REQUIREMENT :: Find and copy the lines in the records beneath this task that contain the word "building".

[AVAILABLE RECORDS]

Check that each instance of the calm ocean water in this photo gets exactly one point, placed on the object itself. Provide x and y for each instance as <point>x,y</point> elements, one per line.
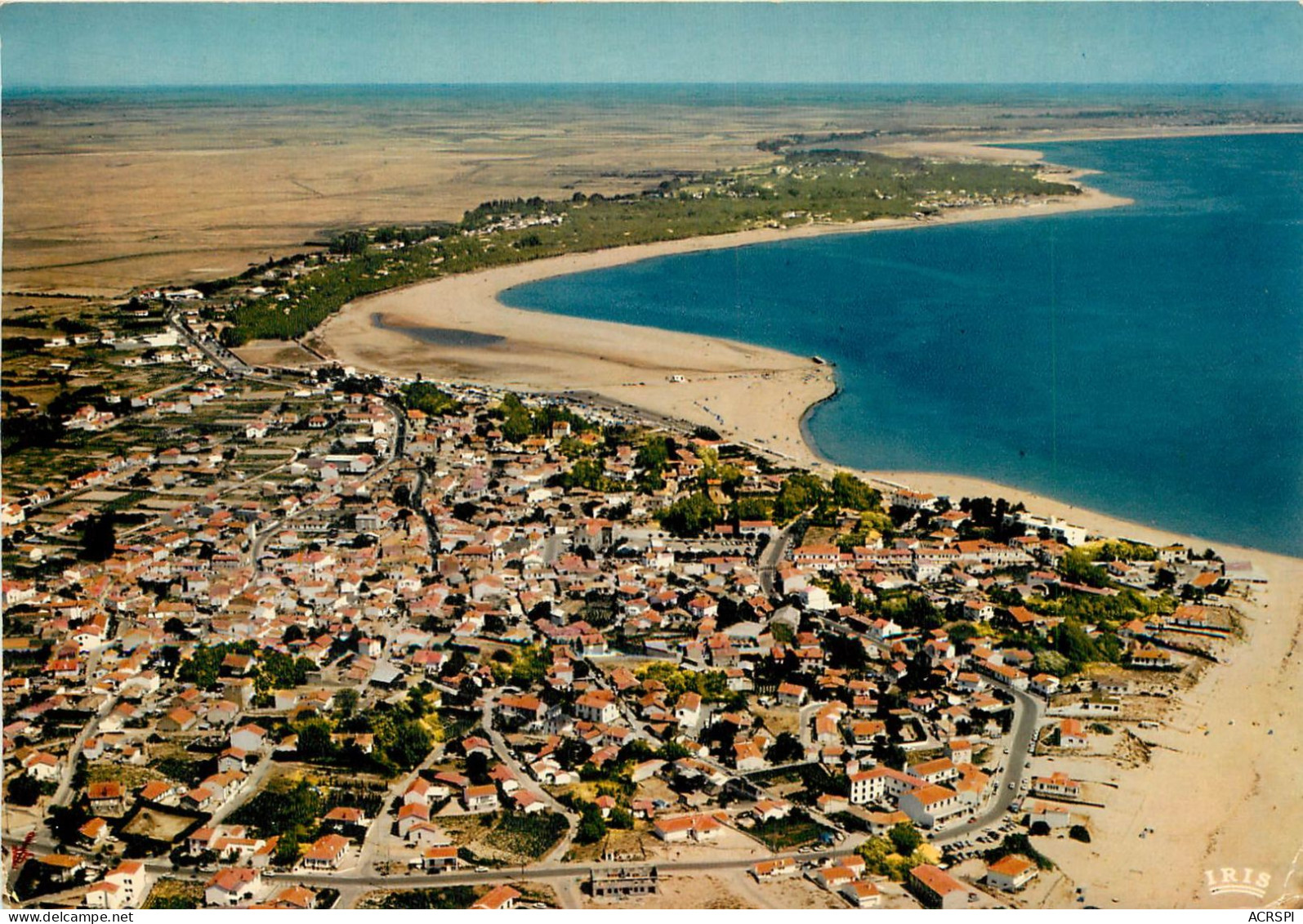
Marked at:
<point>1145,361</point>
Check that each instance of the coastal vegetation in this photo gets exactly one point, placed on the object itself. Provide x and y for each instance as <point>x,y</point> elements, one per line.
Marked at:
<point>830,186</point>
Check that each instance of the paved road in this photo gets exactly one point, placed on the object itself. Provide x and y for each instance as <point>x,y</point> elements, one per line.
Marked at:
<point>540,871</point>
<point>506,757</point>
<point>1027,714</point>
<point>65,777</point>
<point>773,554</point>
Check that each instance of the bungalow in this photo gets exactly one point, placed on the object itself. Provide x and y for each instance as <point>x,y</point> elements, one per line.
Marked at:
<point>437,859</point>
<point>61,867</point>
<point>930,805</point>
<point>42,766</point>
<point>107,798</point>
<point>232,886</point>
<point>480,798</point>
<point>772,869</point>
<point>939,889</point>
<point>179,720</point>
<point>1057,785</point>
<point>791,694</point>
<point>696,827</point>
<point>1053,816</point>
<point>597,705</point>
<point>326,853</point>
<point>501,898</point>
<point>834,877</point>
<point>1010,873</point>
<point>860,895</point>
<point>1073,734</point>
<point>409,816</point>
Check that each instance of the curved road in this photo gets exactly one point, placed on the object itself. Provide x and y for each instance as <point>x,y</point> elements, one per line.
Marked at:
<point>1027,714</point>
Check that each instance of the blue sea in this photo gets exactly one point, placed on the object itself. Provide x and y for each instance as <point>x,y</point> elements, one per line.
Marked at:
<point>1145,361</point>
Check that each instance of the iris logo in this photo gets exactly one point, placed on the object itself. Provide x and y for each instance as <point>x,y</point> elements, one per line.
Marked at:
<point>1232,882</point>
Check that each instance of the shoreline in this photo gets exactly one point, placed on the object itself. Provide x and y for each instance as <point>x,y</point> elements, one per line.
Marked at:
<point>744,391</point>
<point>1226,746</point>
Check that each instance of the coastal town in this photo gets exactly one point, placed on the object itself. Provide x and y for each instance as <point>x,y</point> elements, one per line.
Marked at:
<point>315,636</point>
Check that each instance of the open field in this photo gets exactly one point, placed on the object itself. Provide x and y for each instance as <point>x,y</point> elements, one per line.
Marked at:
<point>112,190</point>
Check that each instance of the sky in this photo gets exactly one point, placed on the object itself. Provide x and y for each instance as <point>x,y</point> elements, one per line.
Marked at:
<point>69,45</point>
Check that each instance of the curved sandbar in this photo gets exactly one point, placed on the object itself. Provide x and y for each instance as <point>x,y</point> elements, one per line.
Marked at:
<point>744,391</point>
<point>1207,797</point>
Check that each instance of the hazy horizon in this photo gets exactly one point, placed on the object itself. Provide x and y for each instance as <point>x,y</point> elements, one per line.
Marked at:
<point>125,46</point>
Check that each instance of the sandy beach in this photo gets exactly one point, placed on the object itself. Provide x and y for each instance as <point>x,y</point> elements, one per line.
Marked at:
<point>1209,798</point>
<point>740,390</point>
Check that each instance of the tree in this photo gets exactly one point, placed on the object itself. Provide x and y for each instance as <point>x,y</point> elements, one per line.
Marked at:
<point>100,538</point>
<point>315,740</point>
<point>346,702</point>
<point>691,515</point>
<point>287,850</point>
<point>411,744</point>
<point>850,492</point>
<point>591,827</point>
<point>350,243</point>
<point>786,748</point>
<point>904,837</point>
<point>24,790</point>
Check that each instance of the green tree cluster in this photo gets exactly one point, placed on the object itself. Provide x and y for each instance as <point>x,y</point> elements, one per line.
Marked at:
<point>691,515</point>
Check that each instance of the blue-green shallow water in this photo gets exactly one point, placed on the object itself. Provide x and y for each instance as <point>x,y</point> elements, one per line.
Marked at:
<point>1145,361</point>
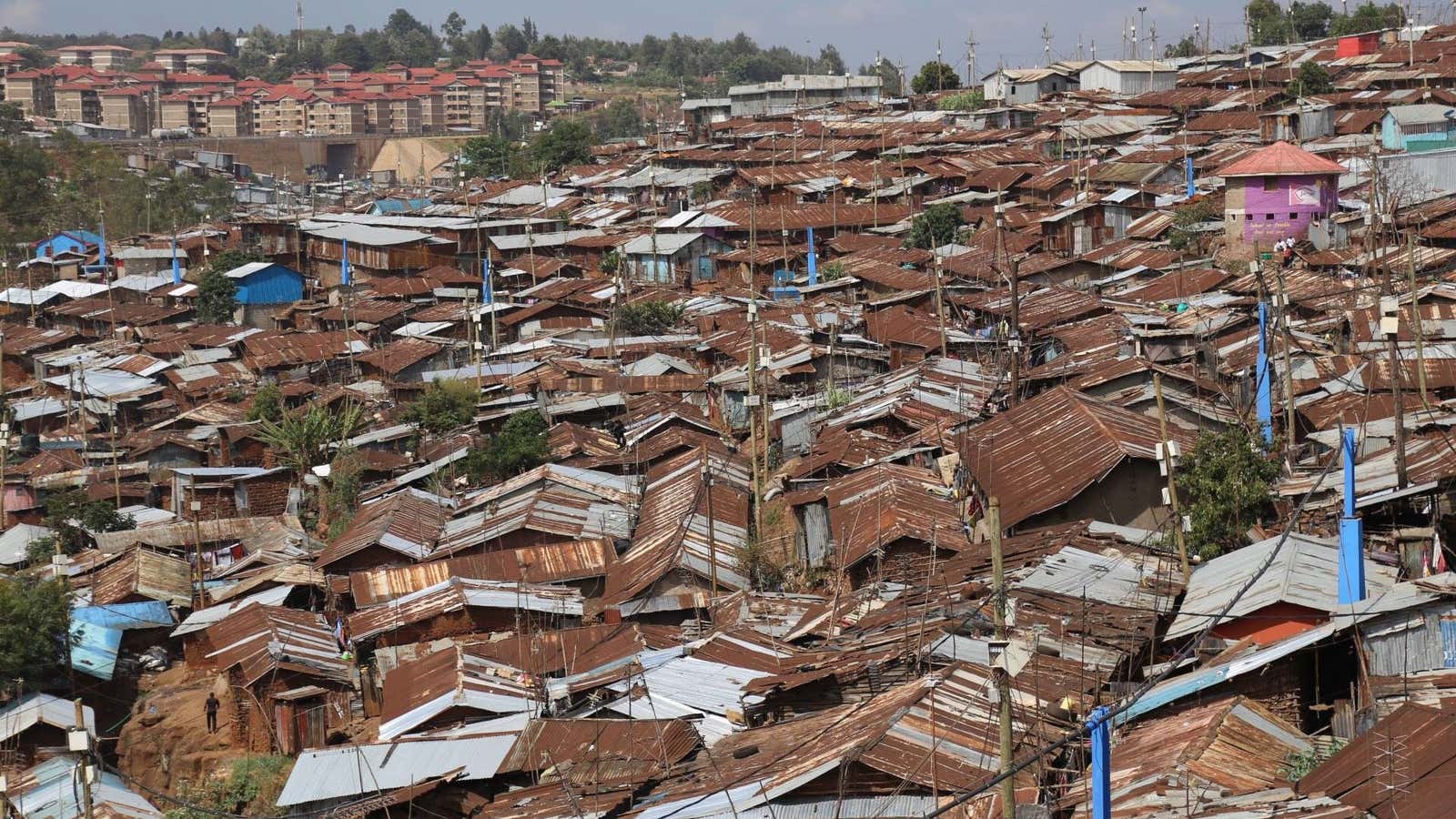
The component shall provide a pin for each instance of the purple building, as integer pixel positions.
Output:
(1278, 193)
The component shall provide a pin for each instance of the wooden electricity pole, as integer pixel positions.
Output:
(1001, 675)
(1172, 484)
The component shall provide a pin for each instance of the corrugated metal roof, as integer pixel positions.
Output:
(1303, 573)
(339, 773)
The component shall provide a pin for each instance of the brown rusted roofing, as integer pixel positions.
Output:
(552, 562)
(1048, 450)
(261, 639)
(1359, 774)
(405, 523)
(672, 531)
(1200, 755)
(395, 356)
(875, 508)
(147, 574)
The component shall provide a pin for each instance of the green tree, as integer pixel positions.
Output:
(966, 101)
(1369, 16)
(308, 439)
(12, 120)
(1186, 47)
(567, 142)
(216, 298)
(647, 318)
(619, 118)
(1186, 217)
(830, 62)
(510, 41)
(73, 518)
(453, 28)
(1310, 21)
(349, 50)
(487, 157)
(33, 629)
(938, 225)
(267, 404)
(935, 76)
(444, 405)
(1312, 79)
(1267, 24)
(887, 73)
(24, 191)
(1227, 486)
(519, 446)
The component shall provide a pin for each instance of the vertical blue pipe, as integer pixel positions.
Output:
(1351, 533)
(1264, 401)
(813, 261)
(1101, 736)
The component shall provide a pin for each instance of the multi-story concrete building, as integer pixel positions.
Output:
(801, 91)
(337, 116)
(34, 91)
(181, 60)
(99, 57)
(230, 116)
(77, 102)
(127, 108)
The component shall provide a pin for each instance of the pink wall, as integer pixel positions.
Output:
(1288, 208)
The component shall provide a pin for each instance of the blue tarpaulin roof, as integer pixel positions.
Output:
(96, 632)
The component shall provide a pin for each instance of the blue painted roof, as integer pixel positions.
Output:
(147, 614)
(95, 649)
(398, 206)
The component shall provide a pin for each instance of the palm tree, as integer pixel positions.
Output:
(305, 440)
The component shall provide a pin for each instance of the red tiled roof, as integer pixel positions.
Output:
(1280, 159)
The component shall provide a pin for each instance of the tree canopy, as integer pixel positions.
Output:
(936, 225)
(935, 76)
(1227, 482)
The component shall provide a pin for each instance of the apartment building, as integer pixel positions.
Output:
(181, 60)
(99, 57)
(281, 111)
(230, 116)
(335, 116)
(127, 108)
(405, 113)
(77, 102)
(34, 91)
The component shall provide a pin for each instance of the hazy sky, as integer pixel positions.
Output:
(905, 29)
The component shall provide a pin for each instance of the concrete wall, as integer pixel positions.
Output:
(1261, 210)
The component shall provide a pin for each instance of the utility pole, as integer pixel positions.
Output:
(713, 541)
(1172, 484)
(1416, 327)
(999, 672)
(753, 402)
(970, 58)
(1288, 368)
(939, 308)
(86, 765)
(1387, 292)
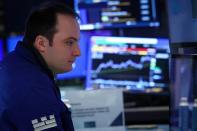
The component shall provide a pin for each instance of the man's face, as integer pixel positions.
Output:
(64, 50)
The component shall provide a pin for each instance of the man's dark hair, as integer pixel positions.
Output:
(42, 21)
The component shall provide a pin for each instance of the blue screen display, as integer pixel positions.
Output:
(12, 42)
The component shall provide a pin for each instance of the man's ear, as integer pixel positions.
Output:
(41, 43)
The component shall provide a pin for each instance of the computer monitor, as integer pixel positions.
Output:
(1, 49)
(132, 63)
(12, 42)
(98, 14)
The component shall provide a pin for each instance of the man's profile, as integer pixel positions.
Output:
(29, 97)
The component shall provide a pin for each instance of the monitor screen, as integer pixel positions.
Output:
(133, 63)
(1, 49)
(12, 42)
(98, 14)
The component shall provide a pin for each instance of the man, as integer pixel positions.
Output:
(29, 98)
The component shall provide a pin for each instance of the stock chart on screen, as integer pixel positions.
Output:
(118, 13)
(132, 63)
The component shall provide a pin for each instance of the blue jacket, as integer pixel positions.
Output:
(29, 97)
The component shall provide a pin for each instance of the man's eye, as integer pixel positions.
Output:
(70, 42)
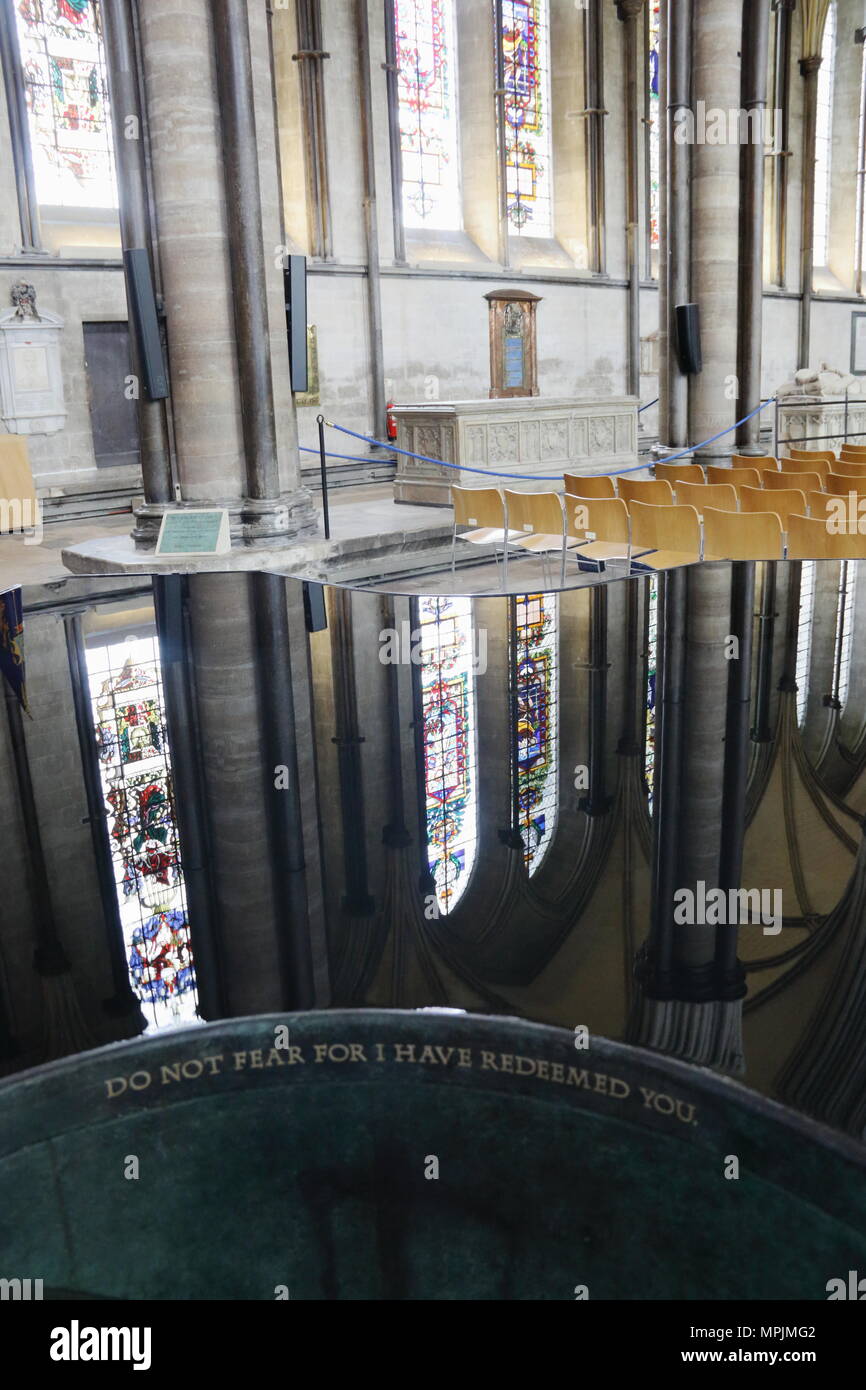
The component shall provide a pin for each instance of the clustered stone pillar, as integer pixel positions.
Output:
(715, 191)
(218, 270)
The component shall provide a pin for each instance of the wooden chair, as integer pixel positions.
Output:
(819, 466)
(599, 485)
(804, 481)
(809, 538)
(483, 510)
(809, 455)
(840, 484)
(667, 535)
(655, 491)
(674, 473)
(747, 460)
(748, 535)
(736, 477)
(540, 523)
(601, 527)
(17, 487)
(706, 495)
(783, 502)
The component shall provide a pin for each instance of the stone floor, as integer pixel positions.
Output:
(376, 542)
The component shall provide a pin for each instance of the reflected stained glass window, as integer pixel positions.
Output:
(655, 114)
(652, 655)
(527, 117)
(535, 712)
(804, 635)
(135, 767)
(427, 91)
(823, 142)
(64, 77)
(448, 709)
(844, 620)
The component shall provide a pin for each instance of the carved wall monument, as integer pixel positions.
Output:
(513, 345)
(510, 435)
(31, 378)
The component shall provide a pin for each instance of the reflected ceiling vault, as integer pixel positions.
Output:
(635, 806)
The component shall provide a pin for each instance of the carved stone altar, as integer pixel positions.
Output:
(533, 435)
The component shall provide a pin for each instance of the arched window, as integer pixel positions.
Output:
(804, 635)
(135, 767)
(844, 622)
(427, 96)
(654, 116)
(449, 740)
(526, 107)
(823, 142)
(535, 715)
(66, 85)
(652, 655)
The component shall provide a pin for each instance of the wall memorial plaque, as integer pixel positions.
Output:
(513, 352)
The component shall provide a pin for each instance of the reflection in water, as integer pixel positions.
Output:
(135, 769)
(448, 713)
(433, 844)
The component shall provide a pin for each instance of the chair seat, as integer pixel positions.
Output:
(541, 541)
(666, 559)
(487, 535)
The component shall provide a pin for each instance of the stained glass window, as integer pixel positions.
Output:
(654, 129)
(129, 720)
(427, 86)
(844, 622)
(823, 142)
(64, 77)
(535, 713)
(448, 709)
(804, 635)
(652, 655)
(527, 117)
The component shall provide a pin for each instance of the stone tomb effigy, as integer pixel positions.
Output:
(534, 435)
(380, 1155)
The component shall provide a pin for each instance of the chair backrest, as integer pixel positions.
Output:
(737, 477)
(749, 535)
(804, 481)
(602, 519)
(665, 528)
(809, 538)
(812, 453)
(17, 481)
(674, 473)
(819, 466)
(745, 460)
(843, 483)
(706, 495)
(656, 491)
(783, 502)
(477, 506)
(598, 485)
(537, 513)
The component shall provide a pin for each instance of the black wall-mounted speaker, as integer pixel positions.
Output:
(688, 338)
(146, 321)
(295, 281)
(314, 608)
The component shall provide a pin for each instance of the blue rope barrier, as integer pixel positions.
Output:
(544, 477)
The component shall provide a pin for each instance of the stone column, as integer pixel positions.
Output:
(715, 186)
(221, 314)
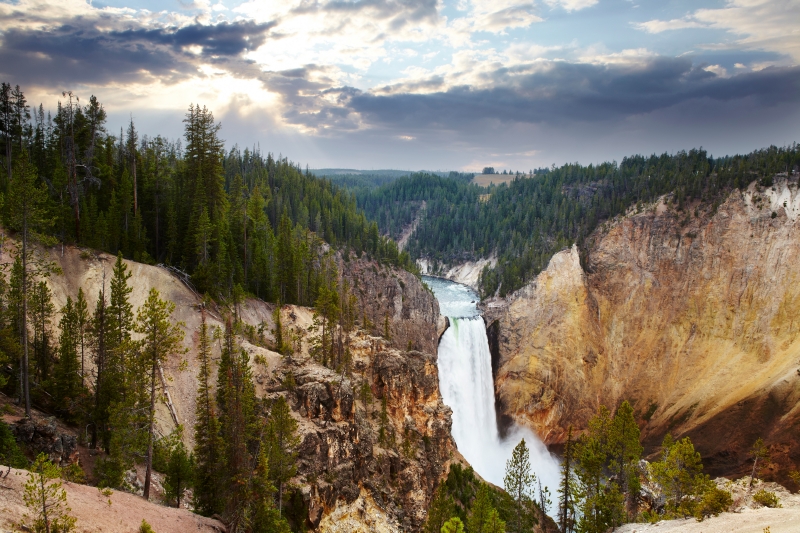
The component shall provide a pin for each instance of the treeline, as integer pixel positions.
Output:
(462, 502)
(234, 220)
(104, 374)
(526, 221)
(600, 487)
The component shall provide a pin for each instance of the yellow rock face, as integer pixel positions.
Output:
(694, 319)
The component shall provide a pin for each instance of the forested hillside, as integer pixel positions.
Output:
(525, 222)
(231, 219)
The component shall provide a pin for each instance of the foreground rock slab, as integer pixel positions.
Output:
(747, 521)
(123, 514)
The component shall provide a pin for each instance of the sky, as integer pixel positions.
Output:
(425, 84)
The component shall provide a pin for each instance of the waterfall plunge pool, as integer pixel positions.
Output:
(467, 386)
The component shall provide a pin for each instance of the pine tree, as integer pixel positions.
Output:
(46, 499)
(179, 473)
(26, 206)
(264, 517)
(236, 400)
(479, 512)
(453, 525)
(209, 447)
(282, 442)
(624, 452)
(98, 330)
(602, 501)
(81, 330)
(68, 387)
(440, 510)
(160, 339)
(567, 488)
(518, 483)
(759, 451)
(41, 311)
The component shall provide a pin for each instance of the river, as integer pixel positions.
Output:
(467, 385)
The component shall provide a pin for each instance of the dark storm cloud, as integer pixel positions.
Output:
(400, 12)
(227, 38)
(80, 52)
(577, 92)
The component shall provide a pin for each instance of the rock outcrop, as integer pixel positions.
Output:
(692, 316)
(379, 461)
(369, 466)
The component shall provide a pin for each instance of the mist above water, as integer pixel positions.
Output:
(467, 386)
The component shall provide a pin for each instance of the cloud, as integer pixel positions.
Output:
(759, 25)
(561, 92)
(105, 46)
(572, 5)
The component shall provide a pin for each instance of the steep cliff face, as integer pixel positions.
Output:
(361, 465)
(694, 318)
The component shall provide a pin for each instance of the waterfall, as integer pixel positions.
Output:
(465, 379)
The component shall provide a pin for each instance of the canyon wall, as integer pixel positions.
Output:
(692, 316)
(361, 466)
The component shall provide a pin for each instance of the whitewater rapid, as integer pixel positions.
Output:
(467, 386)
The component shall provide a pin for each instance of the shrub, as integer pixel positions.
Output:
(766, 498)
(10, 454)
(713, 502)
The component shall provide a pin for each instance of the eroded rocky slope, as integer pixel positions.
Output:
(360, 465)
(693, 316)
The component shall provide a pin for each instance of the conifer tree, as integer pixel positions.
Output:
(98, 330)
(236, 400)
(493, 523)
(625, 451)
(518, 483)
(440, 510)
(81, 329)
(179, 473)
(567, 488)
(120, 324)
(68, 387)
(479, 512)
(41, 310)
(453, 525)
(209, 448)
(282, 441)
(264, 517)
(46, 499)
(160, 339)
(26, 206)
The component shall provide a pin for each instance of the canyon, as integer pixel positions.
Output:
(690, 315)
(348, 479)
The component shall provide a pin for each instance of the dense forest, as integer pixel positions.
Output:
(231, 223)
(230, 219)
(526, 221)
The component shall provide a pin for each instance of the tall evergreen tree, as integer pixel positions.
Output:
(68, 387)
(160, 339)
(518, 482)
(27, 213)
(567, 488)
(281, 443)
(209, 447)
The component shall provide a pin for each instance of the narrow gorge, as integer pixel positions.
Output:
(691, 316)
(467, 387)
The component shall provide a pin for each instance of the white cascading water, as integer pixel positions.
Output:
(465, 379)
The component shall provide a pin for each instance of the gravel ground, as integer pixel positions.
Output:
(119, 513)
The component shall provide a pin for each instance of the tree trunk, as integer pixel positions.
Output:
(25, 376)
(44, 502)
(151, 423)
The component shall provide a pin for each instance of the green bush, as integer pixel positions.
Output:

[/AVAILABLE RECORDS]

YOUR RESPONSE ::
The component shall provide a pin for each instance of the purple building, as integer pixel positions.
The component shall provide a pin for each instance of the multi-story concrete building, as integer pixel positions.
The component shall provide a pin for each instance of the apartment building, as integer pixel positions.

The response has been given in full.